**Reading passage**
================================

= 1984 European Athletics Indoor Championships – Men's 200 metres =

The men's 200 metres event at the 1984 European Athletics Indoor Championships was held on 3 and 4 March.

==Medalists==

| Gold | Silver | Bronze |
|---|---|---|
| Aleksandr Yevgenyev Soviet Union | Ade Mafe Great Britain | Giovanni Bongiorni Italy |

==Results==
===Heats===
The winner of each heat (Q) and the next 4 fastest (q) qualified for the semifinals.

| Rank | Heat | Name | Nationality | Time | Notes |
|---|---|---|---|---|---|
| 1 | 3 | Aleksandr Yevgenyev | Soviet Union | 21.35 | Q |
| 2 | 2 | Ade Mafe | Great Britain | 21.63 | Q |
| 3 | 4 | Giovanni Bongiorni | Italy | 21.64 | Q |
| 4 | 4 | Roland Jokl | Austria | 21.66 | q |
| 5 | 4 | Luboš Balošák | Czechoslovakia | 21.68 | q |
| 6 | 2 | Stefano Tilli | Italy | 21.81 | q |
| 7 | 1 | Carlo Simionato | Italy | 21.84 | Q |
| 8 | 1 | Antonio Sánchez | Spain | 21.94 | q |
| 9 | 1 | Per-Ola Olsson | Sweden | 22.09 |  |
| 10 | 2 | Jouko Hassi | Finland | 22.11 |  |
| 11 | 4 | Şükrü Çaprazlı | Turkey | 22.59 |  |
|  | 1 | Athanassios Kaloyannis | Greece | DQ |  |
|  | 3 | Czesław Prądzyński | Poland | DQ |  |
|  | 3 | Odd Erik Kristiansen | Norway | DQ |  |
|  | 2 | Kenth Rönn | Sweden | DNS |  |
|  | 3 | Josef Lomický | Czechoslovakia | DNS |  |

===Semifinals===
First 2 from each semifinal qualified directly (Q) for the final.

================================

(Labeled contour entries)

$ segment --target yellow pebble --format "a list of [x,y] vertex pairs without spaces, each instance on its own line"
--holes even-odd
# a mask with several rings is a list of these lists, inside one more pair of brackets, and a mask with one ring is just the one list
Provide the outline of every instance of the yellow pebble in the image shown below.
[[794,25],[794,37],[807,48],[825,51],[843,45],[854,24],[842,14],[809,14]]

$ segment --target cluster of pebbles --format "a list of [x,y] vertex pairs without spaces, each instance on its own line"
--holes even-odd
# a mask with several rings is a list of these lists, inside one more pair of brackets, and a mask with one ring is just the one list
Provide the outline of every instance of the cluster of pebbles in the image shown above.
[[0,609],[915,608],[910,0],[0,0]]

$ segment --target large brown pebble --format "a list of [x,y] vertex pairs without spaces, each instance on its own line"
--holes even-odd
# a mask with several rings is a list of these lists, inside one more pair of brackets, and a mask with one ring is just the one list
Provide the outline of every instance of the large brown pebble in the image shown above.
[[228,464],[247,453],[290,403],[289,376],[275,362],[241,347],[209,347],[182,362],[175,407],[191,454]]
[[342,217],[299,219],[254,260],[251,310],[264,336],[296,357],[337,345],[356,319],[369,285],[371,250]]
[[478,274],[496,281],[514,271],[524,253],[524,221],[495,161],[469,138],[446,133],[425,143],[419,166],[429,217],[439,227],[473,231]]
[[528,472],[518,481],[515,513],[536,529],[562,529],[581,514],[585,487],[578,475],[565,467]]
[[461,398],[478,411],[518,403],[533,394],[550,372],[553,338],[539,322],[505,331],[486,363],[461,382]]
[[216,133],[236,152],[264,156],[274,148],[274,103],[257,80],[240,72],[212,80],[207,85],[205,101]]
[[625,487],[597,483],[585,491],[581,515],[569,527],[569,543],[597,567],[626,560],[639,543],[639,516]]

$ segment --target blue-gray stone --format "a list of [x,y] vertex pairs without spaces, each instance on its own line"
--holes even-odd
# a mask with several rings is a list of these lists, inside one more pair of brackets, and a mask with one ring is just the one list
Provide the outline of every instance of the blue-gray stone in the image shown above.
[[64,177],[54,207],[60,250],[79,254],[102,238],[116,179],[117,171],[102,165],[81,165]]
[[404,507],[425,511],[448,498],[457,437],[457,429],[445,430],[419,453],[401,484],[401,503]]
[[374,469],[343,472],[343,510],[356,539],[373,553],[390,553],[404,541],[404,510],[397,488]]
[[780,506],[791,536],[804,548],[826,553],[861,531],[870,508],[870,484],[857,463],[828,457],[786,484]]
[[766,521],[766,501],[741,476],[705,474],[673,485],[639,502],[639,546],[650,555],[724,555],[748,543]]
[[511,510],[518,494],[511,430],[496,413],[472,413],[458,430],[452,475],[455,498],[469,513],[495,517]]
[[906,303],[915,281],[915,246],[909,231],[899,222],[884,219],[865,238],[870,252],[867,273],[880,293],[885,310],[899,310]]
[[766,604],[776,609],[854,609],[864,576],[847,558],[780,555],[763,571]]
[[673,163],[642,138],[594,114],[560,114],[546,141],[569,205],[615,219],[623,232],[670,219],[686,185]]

================================

**What the task requires**
Reproduce the championship results text word for word, between "The men's 200" and "for the semifinals.", inclusive. The listing comes from a source separate from the championship results text.

**Output of the exercise**
The men's 200 metres event at the 1984 European Athletics Indoor Championships was held on 3 and 4 March.

==Medalists==

| Gold | Silver | Bronze |
|---|---|---|
| Aleksandr Yevgenyev Soviet Union | Ade Mafe Great Britain | Giovanni Bongiorni Italy |

==Results==
===Heats===
The winner of each heat (Q) and the next 4 fastest (q) qualified for the semifinals.